LISTED RECORDS.
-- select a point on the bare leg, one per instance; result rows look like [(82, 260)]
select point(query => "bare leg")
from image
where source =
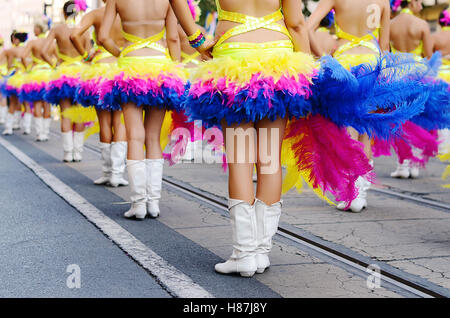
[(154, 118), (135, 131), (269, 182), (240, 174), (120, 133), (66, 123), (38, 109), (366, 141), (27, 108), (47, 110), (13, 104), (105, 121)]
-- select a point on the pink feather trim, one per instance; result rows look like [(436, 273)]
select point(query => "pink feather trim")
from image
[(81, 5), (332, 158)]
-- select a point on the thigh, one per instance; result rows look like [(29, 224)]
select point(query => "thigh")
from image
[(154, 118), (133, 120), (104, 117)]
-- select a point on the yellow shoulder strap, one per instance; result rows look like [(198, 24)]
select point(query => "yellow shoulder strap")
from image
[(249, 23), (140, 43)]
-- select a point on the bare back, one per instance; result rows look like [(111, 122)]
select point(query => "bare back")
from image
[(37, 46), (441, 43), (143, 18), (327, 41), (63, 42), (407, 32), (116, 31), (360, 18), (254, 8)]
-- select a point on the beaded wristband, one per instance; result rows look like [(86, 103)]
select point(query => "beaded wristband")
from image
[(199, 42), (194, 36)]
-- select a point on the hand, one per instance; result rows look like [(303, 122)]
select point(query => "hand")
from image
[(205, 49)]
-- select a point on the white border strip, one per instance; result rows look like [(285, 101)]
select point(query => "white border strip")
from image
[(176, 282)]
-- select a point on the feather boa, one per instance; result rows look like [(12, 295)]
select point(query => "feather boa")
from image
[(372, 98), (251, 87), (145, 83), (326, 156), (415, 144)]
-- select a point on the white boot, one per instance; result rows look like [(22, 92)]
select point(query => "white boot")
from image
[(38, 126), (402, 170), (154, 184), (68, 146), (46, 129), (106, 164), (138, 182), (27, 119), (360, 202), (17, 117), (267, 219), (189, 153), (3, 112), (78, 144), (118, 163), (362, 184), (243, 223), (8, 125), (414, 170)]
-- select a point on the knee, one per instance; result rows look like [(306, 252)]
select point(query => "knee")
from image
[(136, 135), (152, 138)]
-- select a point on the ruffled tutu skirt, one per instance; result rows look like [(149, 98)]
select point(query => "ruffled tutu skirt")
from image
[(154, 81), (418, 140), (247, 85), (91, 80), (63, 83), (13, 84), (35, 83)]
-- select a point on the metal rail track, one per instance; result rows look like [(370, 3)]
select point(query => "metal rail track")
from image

GIVEN PROBLEM. Write out the stretch from the line containing "-- select a point on the white boot, one" through the end of the data, swapping every "knee" for "kneecap" and keeping everything else the same.

WRITTEN ANSWER.
-- select a point on the white boot, one per instance; result rows look like [(22, 92)]
select point(query => "white boot")
from image
[(38, 126), (402, 170), (154, 184), (68, 146), (46, 129), (106, 164), (138, 182), (27, 119), (360, 202), (17, 117), (267, 219), (189, 153), (3, 112), (78, 144), (118, 163), (362, 184), (243, 223), (8, 125), (414, 170)]
-- select a point on the kneecap, one per instance; result rows look like [(306, 252)]
select point(query => "kneecap")
from image
[(136, 135), (152, 138)]
-- select a point on the ruffled tutu skirt, one per instance; result rows look like [(149, 98)]
select point(query => "ruffled tutu skirt")
from image
[(154, 81), (418, 140), (247, 85), (91, 80), (63, 83), (13, 84), (35, 83)]
-- select a point on the metal rail track, one per instance; result rows look like [(370, 3)]
select point(query => "metal rail track")
from image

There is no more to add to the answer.